PASSAGE FOURNI
Le coût du castoréum
Toutefois, ça coûte cher. « Dans l’industrie des saveurs, ça prend des tonnes et des tonnes de matériel et ce n’est pas comme si on pouvait faire pousser des castors dans les champs », remarquait le chimiste des arômes Gary Reineccius dans une entrevue à la radio publique américaine NPR, en 2014. Son collègue Robert J. McGorrin, de l’Université de l’Oregon, confirmait qu’il n’existait pas de sources commerciales de castoréum dans une entrevue avec le magazine Business Insider en 2023.
C’est sans doute la principale raison pour laquelle le castoréum est rarement, sinon jamais utilisé pour la production de masse dans l’industrie des arômes, pouvait-on lire dans The Oxford Companion to Sugar and Sweets publié en 2015. Les chances de tomber sur du castoréum aujourd’hui vont de faibles à nulles, confirmait Gary Reineccius.
Une enquête avait été menée à ce sujet en 2011 par le Vegetarian Resource Group, une association américaine ayant pour mission d’éduquer le public sur le véganisme. En réponse aux préoccupations de ses lecteurs, le groupe avait contacté cinq compagnies qui produisent de la vanille naturelle et artificielle, des extraits de vanille, des concentrés, des distillats, des poudres et des arômes. Toutes avaient affirmé ne pas utiliser de castoréum.
Plus récemment, en 2023, l’entreprise Vahiné, très présente dans le secteur des desserts, disait au média français 20 minutes ne jamais avoir utilisé le castoréum dans ses arômes de vanille.
En comparaison, la vanilline est très peu coûteuse à produire, soulignait en 2017 le professeur en économie de l’agriculture Iain Fraser, ce qui explique qu’on la trouve partout. Ce type de vanille synthétique est fabriqué à partir de l’huile essentielle du clou de girofle ou de la lignine. Ces ingrédients sont ensuite traités chimiquement pour avoir un goût proche de la vanille. Il est aussi possible d’en produire grâce à l’extrait de son de riz.
Enfin, un autre obstacle à l’utilisation du castoréum est qu’il ne peut pas être considéré comme végane ou végétarien, ce qui rendrait plus difficile le marketing des produits qui en contiendraient.
Résultat, le castoréum n’est pas un substitut bon marché, mais plutôt un produit artisanal de luxe, insistait Nadia Berenstein. Les manufacturiers qui l’utilisent ne souhaitent donc pas le cacher, mais plutôt l’identifient clairement.
On retrouve ainsi du castoréum dans le Baverhojt, un schnaps suédois. La distillerie Tamworth Distilling, au New Hampshire, en met également dans son whiskey « Eau de musc ».
Verdict
Même s’il est vrai que le castoréum peut être utilisé dans certains aliments pour approfondir les arômes de vanille, on ne le retrouve dans aucun produit populaire en raison de son prix trop élevé.

EXTRAIT DE DONNÉES
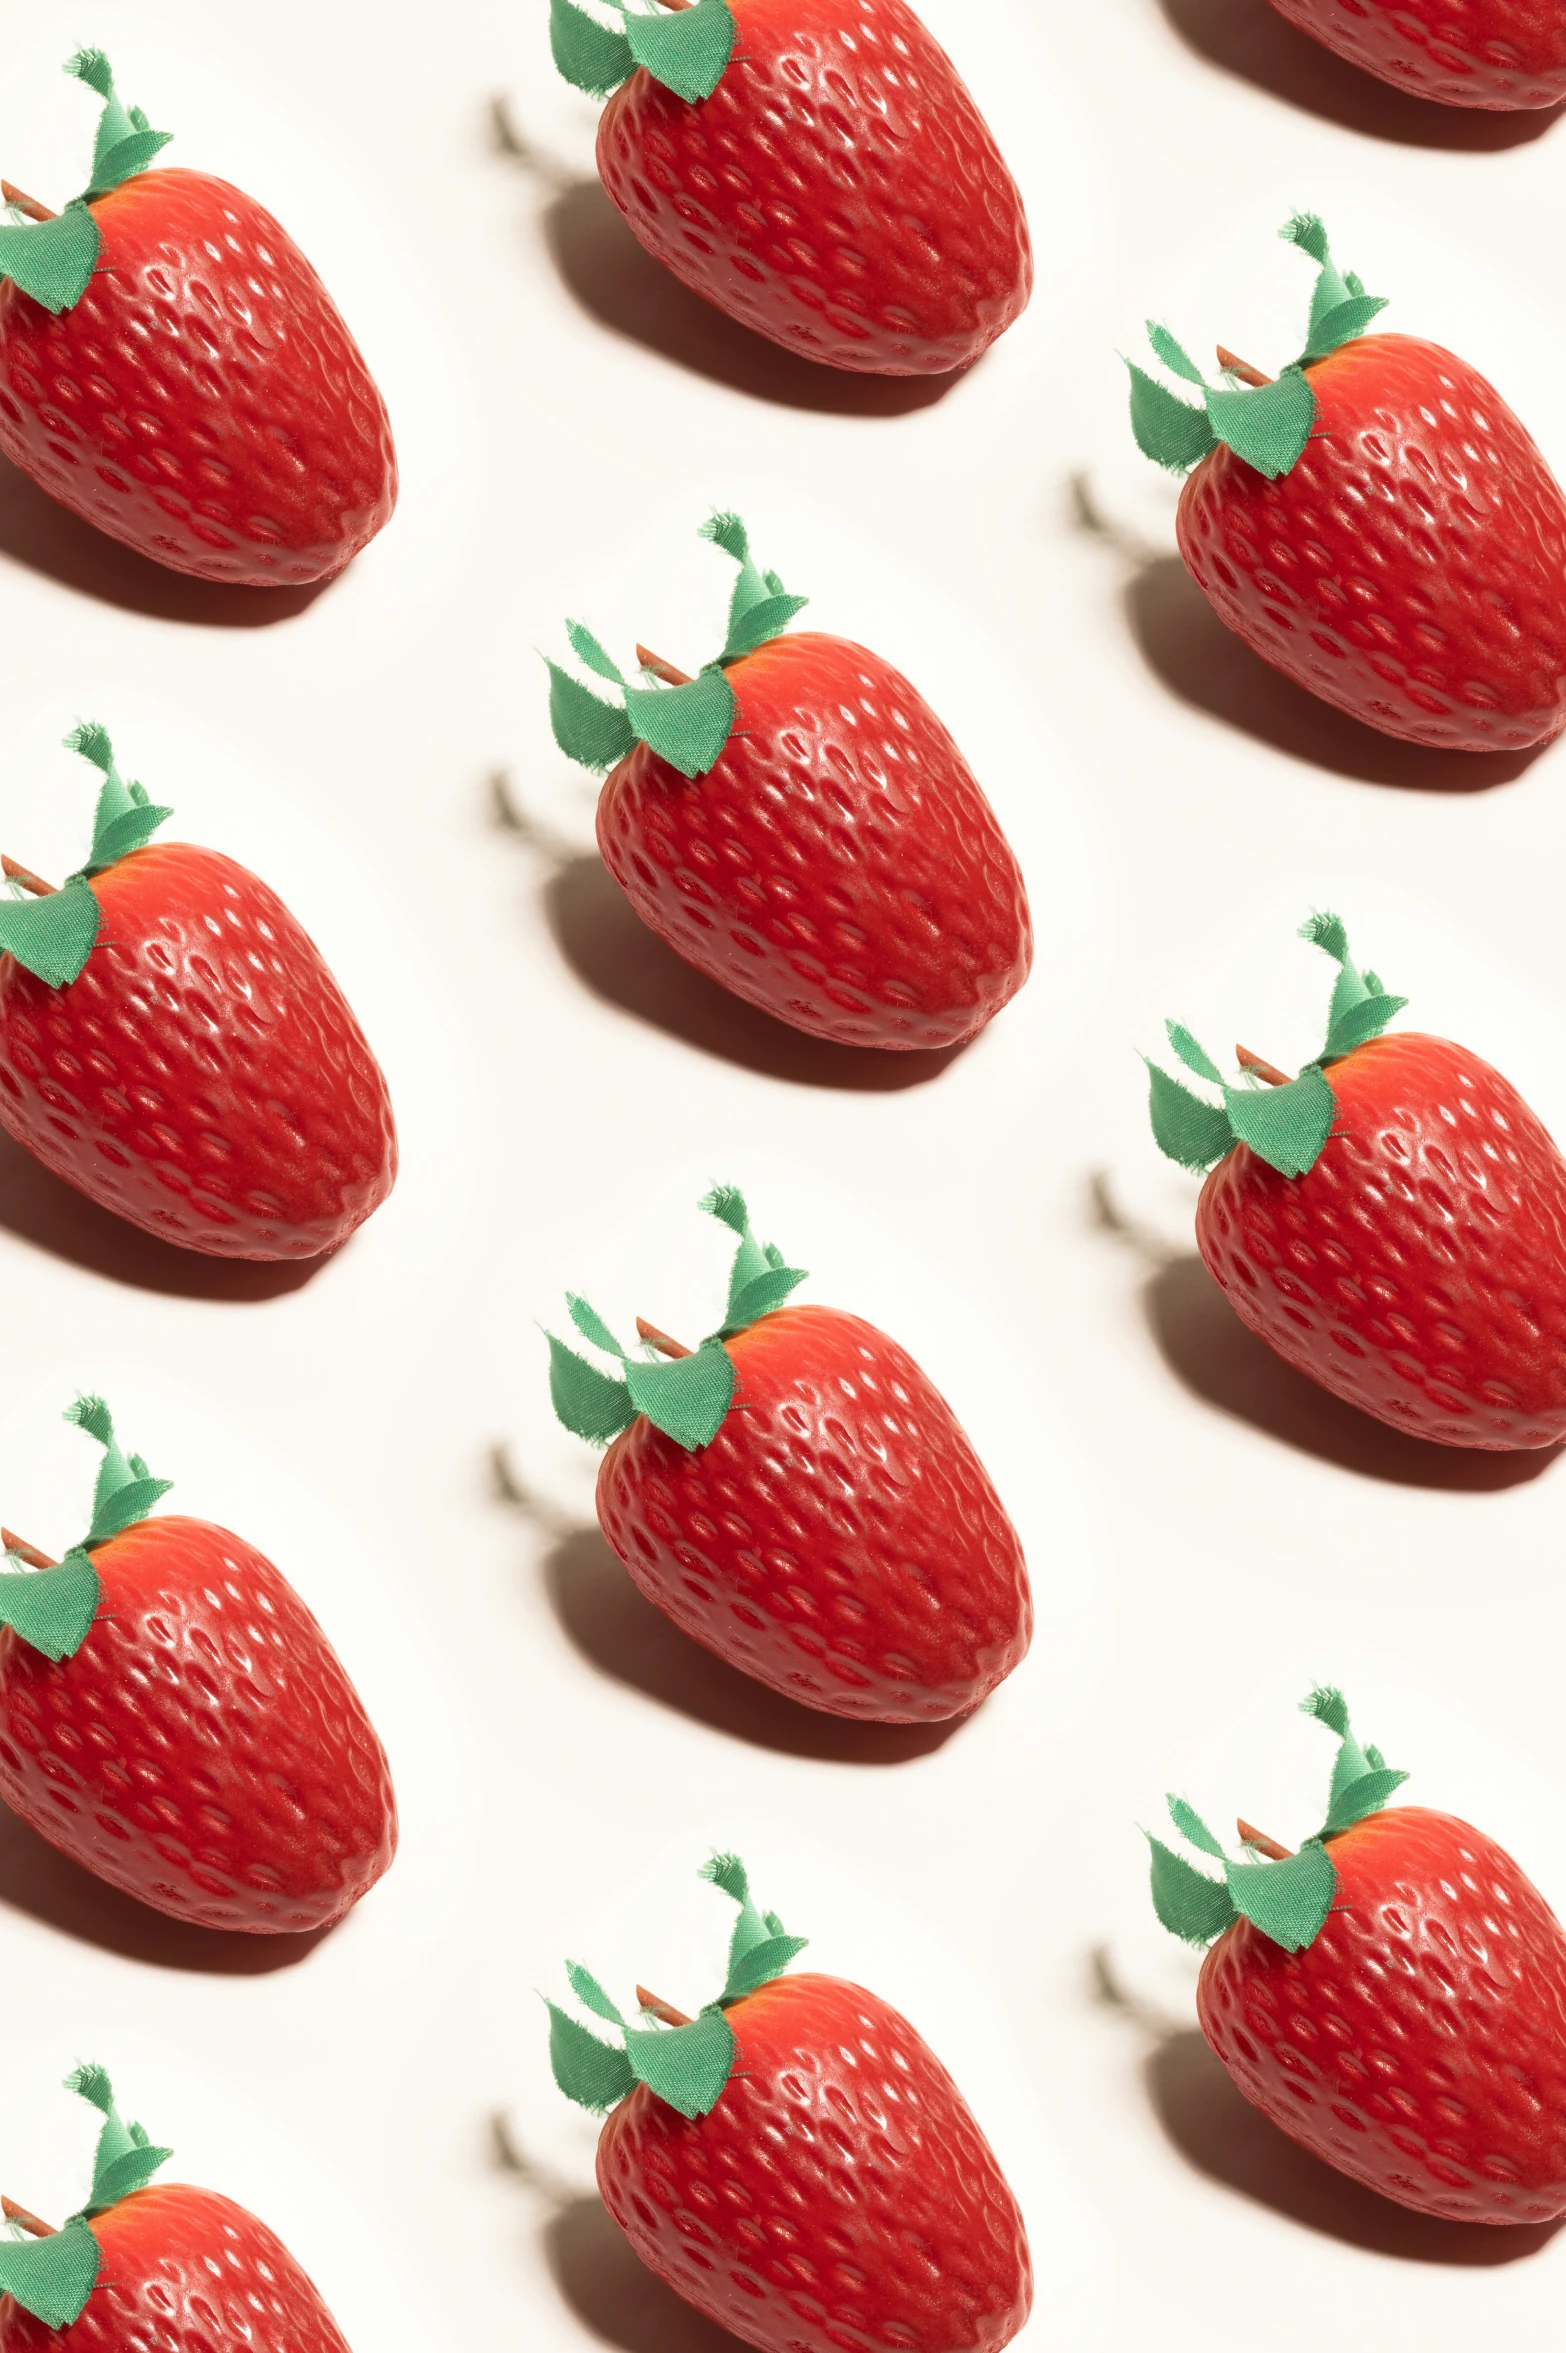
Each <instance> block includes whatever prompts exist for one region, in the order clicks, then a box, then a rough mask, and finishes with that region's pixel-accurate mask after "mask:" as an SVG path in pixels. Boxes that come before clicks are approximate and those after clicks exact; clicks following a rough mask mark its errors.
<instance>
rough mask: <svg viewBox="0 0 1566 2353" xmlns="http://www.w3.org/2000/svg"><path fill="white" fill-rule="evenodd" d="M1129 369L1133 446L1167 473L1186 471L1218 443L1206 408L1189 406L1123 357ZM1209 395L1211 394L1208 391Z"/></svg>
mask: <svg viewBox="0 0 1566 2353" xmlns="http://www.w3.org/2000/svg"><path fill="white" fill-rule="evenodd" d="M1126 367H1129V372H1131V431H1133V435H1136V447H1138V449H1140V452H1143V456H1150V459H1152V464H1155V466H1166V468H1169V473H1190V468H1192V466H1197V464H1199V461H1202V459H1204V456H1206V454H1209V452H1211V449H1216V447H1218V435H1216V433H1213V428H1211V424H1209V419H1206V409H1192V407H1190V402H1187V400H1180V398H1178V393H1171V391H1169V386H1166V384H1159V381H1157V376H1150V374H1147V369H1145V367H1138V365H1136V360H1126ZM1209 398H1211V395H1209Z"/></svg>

CONSIGNE A
Imprimez mot pour mot le segment du passage sur le castoréum qui va de « On retrouve ainsi » jusqu'à « prix trop élevé. ».
CONSIGNE B
D'après le passage sur le castoréum, combien de compagnies le Vegetarian Resource Group avait-il contactées lors de son enquête de 2011 ?
Ce matériel provient d'une autre source que le passage sur le castoréum.

RÉPONSE ATTENDUE A
On retrouve ainsi du castoréum dans le Baverhojt, un schnaps suédois. La distillerie Tamworth Distilling, au New Hampshire, en met également dans son whiskey « Eau de musc ».
Verdict
Même s’il est vrai que le castoréum peut être utilisé dans certains aliments pour approfondir les arômes de vanille, on ne le retrouve dans aucun produit populaire en raison de son prix trop élevé.

RÉPONSE ATTENDUE B
Cinq compagnies.